* EXERCISE TASK
Return every line of the records below that contains the string "head", matching case exactly.

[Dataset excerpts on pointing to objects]
• • •
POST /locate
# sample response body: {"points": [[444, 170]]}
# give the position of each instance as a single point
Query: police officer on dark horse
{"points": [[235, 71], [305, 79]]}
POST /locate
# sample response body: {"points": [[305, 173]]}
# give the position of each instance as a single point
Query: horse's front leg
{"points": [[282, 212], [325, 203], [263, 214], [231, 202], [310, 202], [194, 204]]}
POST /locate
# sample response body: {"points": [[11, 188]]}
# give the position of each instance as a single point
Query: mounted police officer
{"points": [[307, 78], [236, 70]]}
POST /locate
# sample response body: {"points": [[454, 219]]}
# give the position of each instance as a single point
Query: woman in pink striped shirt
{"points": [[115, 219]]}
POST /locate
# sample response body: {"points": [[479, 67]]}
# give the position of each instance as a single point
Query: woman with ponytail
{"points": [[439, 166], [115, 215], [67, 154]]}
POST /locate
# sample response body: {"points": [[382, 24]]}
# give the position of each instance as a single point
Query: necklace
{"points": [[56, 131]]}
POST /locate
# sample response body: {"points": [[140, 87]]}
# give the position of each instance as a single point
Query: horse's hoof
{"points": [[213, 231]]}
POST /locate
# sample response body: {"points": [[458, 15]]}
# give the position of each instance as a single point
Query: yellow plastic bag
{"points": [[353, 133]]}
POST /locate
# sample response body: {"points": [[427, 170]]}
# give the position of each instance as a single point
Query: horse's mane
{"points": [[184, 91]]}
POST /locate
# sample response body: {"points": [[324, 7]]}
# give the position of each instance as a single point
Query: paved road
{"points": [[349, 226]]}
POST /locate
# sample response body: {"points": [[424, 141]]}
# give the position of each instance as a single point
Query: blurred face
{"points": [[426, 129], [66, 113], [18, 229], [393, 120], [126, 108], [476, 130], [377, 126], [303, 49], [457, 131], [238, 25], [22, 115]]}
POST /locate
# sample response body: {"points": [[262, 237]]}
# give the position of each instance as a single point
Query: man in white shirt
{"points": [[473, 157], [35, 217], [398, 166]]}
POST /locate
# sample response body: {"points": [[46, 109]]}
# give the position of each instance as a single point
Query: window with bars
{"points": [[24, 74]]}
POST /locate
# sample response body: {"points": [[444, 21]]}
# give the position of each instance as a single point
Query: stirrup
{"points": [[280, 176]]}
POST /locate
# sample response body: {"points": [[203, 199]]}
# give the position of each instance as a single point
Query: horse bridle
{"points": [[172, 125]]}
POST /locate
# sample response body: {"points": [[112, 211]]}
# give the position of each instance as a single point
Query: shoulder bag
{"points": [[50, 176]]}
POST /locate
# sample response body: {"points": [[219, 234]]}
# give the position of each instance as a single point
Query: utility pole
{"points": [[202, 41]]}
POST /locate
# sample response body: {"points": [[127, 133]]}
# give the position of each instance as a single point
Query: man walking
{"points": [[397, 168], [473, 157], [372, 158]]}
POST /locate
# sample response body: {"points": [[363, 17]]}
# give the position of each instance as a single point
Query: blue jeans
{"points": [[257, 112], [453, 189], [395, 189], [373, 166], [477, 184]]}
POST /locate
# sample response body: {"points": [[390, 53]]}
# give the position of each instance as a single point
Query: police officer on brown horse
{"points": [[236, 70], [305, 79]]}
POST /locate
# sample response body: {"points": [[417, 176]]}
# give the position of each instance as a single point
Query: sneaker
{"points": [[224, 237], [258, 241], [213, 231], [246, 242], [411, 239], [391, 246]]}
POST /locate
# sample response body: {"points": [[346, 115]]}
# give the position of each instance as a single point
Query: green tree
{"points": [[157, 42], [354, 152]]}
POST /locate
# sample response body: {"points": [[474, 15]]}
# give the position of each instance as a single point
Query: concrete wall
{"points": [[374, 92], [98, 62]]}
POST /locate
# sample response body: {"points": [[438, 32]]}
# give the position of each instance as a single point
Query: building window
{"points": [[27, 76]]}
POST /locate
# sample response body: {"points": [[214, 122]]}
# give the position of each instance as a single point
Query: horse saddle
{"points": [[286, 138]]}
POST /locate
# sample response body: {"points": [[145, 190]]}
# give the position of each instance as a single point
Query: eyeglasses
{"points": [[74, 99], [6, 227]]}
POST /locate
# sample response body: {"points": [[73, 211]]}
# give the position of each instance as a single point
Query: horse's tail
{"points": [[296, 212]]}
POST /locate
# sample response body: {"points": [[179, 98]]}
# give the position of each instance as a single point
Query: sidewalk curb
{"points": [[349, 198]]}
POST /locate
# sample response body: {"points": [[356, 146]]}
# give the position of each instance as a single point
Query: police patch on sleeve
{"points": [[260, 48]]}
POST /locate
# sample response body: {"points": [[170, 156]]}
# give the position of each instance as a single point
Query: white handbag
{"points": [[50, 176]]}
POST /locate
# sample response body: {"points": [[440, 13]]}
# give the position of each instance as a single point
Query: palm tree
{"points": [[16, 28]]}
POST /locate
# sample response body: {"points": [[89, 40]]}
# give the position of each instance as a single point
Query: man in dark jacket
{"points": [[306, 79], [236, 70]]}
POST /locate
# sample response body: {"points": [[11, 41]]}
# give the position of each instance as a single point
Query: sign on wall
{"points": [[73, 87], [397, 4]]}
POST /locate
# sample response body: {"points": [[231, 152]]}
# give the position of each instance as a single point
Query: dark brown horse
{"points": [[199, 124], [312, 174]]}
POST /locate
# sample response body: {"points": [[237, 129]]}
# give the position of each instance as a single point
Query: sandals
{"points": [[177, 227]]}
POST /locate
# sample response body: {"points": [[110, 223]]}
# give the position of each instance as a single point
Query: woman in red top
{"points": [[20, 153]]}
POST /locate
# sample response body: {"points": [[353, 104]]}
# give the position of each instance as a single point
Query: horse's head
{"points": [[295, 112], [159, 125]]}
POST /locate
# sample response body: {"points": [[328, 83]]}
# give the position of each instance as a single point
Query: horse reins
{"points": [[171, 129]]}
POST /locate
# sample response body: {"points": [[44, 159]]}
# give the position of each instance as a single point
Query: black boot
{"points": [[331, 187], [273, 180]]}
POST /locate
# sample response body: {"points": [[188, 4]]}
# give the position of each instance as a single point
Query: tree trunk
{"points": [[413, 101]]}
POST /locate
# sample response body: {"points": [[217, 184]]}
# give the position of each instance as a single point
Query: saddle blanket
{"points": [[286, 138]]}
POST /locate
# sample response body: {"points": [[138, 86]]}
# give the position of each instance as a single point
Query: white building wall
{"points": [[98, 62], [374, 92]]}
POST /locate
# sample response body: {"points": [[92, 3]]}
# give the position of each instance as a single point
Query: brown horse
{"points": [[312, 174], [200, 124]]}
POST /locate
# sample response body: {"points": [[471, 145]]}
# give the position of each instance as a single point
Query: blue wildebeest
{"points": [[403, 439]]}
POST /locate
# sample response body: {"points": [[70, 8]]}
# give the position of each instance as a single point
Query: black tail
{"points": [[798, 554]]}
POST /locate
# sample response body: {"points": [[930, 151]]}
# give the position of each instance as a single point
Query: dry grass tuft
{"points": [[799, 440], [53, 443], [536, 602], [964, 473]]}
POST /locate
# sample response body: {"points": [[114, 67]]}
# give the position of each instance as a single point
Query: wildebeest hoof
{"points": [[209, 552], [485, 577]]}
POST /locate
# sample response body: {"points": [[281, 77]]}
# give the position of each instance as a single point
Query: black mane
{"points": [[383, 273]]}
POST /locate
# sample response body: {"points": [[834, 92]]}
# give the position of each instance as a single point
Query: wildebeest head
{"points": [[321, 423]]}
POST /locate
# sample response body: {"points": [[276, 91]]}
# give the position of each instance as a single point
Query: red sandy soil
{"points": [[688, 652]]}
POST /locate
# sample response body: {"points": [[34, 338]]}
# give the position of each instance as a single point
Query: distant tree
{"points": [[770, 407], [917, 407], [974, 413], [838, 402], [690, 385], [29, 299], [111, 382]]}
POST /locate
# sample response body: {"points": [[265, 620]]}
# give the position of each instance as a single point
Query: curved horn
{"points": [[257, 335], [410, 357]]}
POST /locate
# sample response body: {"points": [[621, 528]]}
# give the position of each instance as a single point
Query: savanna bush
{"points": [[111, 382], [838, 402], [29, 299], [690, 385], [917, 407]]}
• • •
* ANSWER BELOW
Query: horse's head
Query: wildebeest head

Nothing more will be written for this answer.